=== Supplied material ===
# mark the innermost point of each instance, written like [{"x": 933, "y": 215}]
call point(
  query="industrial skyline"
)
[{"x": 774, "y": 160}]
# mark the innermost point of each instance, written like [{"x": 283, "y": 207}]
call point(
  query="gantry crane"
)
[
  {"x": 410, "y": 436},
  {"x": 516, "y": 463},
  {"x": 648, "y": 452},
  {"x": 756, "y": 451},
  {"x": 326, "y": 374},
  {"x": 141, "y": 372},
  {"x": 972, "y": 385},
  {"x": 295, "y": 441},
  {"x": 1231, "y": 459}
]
==
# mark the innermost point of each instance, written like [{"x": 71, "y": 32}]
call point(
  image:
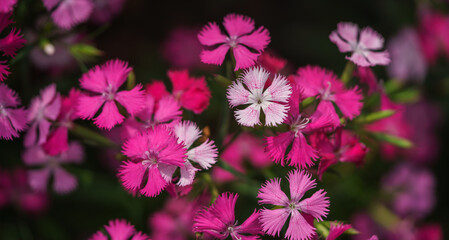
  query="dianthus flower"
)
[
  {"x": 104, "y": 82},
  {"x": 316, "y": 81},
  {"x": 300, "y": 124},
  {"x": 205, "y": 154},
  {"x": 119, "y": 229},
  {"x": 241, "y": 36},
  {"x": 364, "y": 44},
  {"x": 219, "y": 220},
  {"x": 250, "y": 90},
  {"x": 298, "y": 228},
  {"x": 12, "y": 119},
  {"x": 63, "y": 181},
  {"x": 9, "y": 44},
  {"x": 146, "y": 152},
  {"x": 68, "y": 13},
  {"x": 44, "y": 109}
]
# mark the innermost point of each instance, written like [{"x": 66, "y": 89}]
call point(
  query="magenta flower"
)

=== Requirement ===
For every line of the material that holds the word "instance", make a copy.

=== Solution to this task ===
# mark the innermost point of each instance, written like [{"x": 933, "y": 215}]
# mark the innermost point of each instance, written like [{"x": 283, "y": 207}]
# mark the innermost point of each instance, written like [{"x": 71, "y": 32}]
# mark the innermost point of each instance, written like [{"x": 66, "y": 89}]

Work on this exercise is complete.